■ **Do this**
Starting from the line containing "the white ceramic", give again every line through the end of the entries, word for word. Pictures stay out of the copy.

(Position annotation records)
--- Begin ---
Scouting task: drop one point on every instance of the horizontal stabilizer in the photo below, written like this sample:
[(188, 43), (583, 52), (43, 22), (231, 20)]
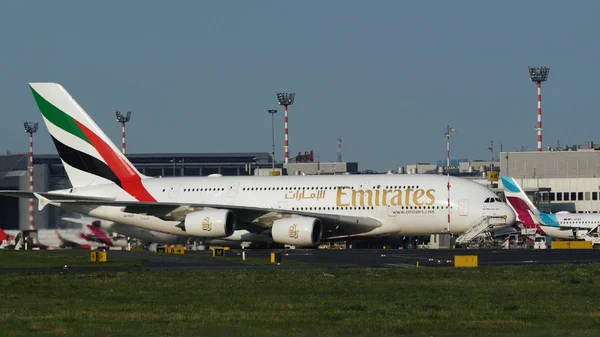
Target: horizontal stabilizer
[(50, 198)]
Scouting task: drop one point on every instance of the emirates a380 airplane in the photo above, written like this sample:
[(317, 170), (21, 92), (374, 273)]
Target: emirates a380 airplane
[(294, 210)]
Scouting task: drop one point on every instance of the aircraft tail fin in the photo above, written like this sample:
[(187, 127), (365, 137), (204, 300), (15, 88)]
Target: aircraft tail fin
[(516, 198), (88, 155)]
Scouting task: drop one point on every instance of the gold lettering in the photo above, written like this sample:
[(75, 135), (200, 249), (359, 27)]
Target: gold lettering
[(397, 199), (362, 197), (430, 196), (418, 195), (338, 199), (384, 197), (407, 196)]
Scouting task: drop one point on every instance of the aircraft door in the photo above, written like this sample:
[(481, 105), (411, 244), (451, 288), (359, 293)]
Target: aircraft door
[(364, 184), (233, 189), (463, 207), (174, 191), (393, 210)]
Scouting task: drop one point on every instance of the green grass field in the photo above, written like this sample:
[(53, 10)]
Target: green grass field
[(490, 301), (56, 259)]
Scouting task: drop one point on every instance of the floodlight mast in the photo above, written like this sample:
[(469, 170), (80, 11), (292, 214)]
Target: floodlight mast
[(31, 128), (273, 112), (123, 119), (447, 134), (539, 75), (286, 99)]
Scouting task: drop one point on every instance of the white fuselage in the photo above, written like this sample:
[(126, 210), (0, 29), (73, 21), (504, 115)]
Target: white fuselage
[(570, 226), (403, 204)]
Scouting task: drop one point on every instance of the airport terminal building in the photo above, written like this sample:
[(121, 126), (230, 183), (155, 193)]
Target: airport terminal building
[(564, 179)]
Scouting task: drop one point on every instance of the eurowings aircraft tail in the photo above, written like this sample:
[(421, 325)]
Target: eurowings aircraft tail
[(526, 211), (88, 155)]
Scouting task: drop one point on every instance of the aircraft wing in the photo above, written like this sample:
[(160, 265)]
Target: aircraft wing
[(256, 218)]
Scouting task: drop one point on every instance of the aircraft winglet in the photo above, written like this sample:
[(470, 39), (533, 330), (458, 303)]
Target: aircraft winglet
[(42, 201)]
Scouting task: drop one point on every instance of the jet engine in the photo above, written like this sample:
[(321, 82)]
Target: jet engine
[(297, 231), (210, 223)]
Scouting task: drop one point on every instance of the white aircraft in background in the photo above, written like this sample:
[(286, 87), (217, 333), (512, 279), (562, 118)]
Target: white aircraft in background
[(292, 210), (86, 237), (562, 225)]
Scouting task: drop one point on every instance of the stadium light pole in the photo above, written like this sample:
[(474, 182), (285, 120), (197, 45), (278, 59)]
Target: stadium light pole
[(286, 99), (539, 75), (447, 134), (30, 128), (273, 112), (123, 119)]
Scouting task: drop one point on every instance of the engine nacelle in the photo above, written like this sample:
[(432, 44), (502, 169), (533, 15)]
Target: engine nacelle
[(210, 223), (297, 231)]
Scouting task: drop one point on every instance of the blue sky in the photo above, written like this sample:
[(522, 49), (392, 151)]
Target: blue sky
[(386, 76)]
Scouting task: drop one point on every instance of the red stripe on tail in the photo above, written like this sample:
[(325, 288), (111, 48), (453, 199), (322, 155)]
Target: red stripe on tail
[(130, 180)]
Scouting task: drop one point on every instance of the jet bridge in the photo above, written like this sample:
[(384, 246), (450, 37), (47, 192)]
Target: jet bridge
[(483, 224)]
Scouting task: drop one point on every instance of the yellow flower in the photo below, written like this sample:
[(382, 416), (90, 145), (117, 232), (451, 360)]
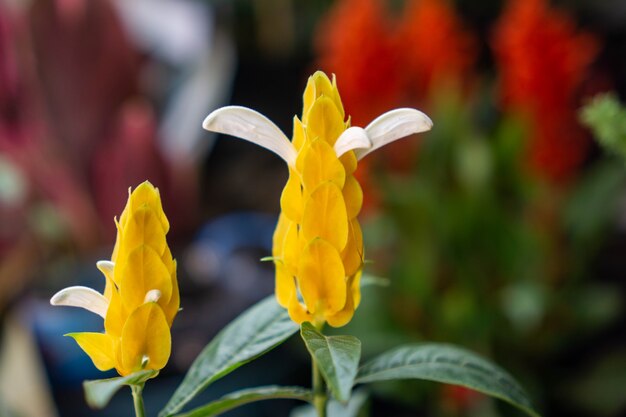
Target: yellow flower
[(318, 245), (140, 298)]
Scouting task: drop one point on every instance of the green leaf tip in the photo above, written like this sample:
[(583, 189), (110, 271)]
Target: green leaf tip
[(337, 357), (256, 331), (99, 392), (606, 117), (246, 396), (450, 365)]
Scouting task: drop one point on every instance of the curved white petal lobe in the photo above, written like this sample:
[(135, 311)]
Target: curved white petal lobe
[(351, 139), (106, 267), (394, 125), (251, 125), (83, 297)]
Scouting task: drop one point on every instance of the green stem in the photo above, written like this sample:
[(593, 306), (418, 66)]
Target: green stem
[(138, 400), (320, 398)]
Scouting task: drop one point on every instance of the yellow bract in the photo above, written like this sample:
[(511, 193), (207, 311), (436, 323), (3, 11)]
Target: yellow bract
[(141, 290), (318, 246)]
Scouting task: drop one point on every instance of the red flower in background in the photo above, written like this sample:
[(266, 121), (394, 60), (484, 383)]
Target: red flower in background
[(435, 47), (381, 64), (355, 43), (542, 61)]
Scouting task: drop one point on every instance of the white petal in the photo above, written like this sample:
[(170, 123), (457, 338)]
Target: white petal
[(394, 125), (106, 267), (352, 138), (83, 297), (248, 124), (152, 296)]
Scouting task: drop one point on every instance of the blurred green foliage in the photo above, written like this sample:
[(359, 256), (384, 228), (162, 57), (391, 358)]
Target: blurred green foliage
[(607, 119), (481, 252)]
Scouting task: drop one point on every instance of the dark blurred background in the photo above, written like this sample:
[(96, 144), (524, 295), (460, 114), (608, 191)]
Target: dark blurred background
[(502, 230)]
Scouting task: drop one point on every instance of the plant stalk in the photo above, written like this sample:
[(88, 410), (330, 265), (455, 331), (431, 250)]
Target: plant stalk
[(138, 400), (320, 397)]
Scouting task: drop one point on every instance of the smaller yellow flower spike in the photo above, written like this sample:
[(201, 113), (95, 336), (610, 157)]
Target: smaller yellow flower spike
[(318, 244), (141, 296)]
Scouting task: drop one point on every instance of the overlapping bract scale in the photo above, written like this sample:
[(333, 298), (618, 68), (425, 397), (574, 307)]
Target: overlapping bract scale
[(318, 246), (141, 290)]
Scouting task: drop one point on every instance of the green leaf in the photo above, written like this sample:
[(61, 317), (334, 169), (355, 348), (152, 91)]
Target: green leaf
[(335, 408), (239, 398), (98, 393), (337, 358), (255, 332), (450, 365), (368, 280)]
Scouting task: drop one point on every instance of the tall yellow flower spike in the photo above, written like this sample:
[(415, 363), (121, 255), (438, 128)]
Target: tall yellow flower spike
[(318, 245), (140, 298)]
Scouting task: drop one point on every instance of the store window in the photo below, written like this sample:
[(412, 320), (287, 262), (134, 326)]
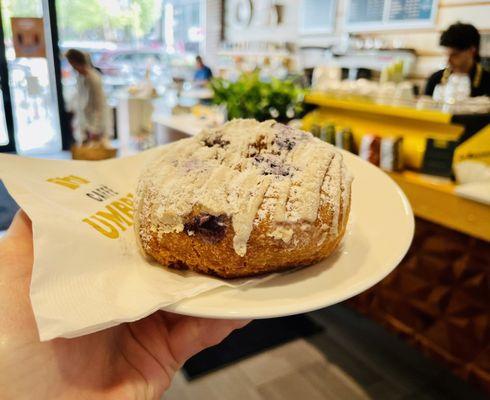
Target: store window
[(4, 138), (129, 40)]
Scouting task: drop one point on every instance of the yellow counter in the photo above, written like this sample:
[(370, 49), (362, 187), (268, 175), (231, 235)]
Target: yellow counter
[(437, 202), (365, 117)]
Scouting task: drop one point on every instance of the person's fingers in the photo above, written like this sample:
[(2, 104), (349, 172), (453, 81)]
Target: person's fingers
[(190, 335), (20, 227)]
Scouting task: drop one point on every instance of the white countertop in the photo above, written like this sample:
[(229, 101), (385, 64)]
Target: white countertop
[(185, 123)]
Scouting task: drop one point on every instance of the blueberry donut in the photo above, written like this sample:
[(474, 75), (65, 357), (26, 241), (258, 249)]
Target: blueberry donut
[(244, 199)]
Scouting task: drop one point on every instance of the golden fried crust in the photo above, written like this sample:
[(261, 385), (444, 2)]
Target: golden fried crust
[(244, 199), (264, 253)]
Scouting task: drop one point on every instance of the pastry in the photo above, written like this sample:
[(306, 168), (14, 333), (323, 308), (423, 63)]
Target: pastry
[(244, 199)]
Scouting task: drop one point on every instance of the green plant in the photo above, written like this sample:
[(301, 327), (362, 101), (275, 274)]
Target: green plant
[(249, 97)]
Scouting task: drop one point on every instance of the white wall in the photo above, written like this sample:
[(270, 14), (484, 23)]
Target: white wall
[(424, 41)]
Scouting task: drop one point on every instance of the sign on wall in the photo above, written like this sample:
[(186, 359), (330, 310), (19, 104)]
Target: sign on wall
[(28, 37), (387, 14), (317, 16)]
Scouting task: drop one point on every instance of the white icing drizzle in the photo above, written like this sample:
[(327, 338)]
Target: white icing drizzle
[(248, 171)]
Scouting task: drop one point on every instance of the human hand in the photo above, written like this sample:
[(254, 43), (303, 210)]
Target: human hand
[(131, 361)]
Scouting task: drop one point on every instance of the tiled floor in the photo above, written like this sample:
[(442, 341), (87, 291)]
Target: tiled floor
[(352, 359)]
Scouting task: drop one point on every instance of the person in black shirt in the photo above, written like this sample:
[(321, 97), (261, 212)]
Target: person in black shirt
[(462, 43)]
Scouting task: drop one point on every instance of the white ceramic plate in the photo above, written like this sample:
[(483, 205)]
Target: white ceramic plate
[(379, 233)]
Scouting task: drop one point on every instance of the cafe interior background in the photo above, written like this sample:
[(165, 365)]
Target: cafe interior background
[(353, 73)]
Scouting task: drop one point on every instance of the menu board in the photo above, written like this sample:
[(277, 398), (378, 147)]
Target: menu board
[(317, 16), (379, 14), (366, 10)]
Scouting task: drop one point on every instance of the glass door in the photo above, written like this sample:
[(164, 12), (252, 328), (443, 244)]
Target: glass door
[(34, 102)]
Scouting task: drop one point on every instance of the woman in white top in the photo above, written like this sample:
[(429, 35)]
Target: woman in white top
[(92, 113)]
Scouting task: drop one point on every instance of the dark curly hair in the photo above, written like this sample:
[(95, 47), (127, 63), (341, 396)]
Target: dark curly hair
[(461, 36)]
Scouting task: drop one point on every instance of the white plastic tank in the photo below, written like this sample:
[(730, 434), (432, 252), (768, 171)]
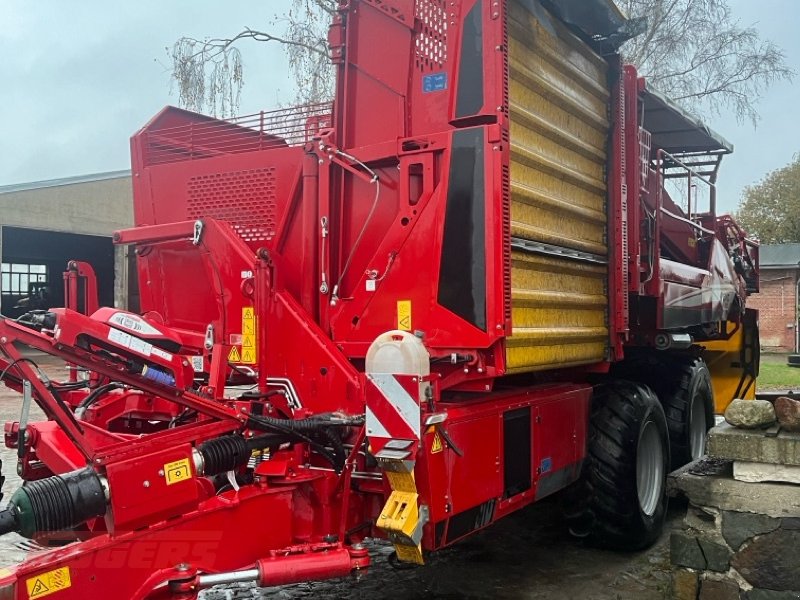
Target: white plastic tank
--- End ---
■ **Full solution**
Scouting task: drop one point on every instance of the white ceramic plate in the photo above, written like this sample:
[(483, 205)]
Target: white ceramic plate
[(379, 233)]
Scouting task: drop one point on every instance of the cafe interior background in the photo above, written like this sample:
[(165, 365)]
Target: cafe interior background
[(353, 73)]
Scouting task: drop one point on every instance of the menu board in the photo above, written like this sample:
[(277, 398), (378, 147)]
Target: menu board
[(317, 16), (379, 14), (366, 10)]
Scouting task: drop one point on every instance of the glass door in the photo above, written like this sample:
[(164, 12), (252, 328), (443, 244)]
Target: glass door
[(34, 102)]
Scouting task: drop one point on every instance of the woman in white top in the photo above, written like this sample:
[(429, 35)]
Target: woman in white top
[(92, 113)]
Scouting task: drop one point on every instance of the dark curly hair in the photo above, written like this sample:
[(95, 47), (127, 63), (341, 396)]
Target: dark curly hair
[(461, 36)]
Scouting task: drop one point on every instance of the white plastic tank in the photo below, written like this sample:
[(730, 434), (432, 252), (768, 171)]
Target: white plastic tank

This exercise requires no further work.